If God doesn’t fulfill God’s promises
Well…He will be like those animals…cut in half…smoking fire pot!!!!
God is quite confident though
We will fall asleep
God won’t
We will forget
God won’t
I want this God as a covenant partner;)
The grace in our Gospel text is a bit harder to discern
Jesus may be frustrated with Jerusalem
…angry even
But there is no denying
The palpable tenderness…The love and the concern
that Jesus communicates
Through the image of the mother hen
My guess is that there are many here
…maybe even most of us
Who, at one time or another,
have loved someone that they couldn’t protect
Try calling that to mind
Calling that to mind
Can help us feel the anguish in Jesus’ lament
The fox scatters…by stealth and trickery
The hen gathers in love and protection
gathering and scattering
The hen gathers her brood
She shelters them in her out-stretched wings
Just doing it physically…try it…
…arms back, chest open and vulnerable
This is not a very subtle allusion to the cross!
This IS the cross!
The mother hen would rather die than
Let the fox get at her chicks
The fox’s hunger WILL be satisfied
by the hen…
The chicks have a chance
If we have been baptized into Christ
Into his likeness
And called to live a life of discipleship
In imitation of Jesus
Then…well…
It’s a hen-likeness that we are after
Not a lion, a tiger or a bear;)
All this week
Like most everyone around the world
I have been pre-occupied by the Russian invasion of Ukraine
I am no expert on foreign affairs
But I see in the President of Ukraine
An example of Hen-likeness
He didn’t scatter for his own safety
He stayed
And gathered the brood
And spread his wings
And it may very well cost him his life
And Putin…that fox
Whose true character is unfolding daily
in the trauma and tragedy and brutality of this war
I catch myself daydreaming about what I would do if I lived in Ukraine.
And then I think…
The better question is…
How am I doing here
In my own community? In my own family?
What does my hen-likeness look like?

▸ RECORDED INFORMATION

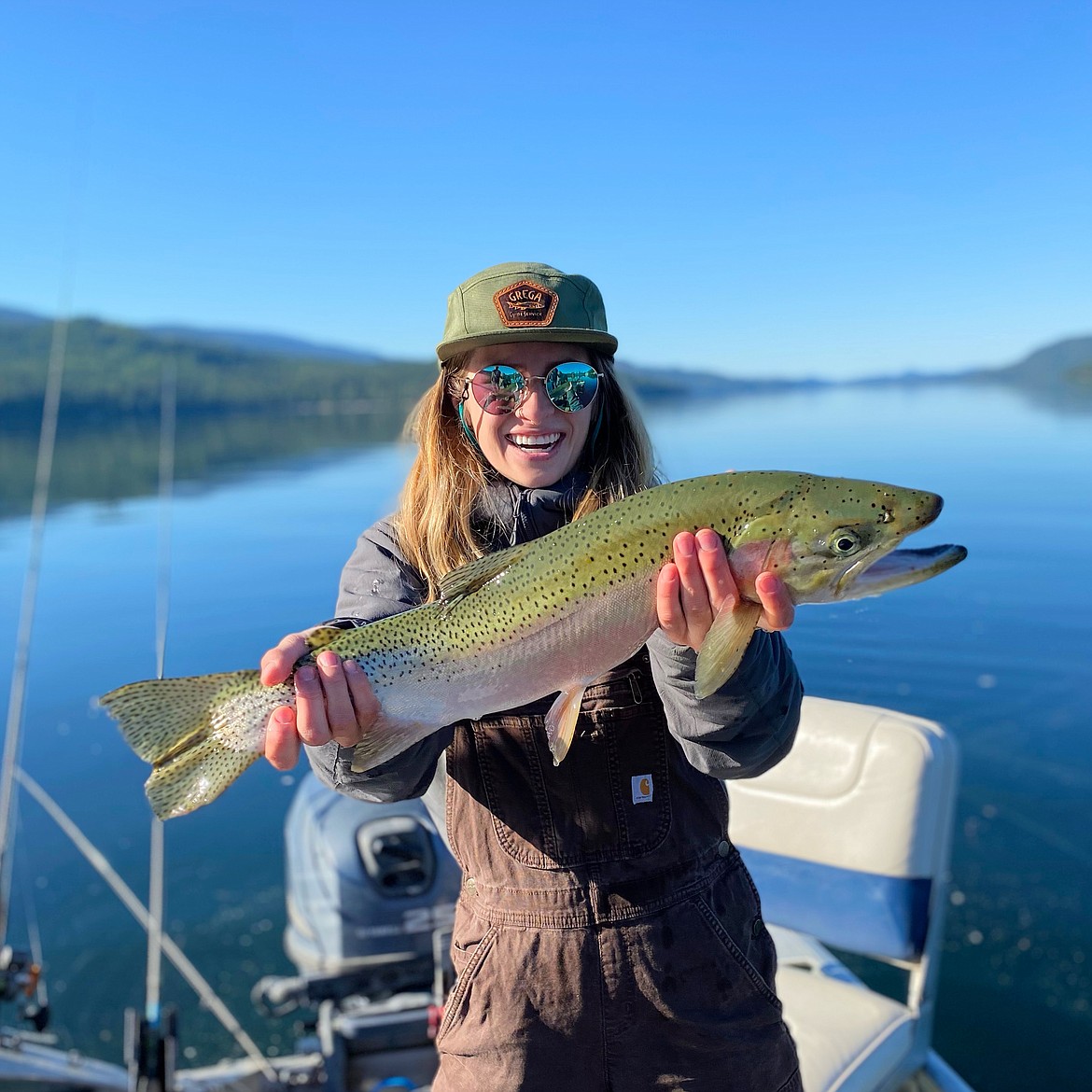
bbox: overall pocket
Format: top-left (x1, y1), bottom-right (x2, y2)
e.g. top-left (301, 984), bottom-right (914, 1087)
top-left (471, 668), bottom-right (672, 869)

▸ WORK TO COMPLETE
a) Answer these questions about the sermon:
(i) Through what image does Jesus communicate tenderness?
(ii) How does the fox scatter?
(iii) What has the speaker been preoccupied by all week?
b) Update the sermon from "If God doesn’t" up to and including "a covenant partner;)", putting "faithful partner" in place of "covenant partner".
c) Does the sermon agree with each statement? Answer yes or no and quote the deciding words.
(i) The speaker claims expertise in foreign affairs.
(ii) The hen shelters her brood in her out-stretched wings.
(iii) The grace in the Gospel text is easy to discern.
None of the data is needed here.

▸ RESPONSE LIST
a)
(i) The image of the mother hen.
(ii) By stealth and trickery.
(iii) The Russian invasion of Ukraine.

b)
If God doesn’t fulfill God’s promises
Well…He will be like those animals…cut in half…smoking fire pot!!!!
God is quite confident though
We will fall asleep
God won’t
We will forget
God won’t
I want this God as a faithful partner;)

c)
(i) No: "I am no expert on foreign affairs"
(ii) Yes: "She shelters them in her out-stretched wings"
(iii) No: "The grace in our Gospel text is a bit harder to discern"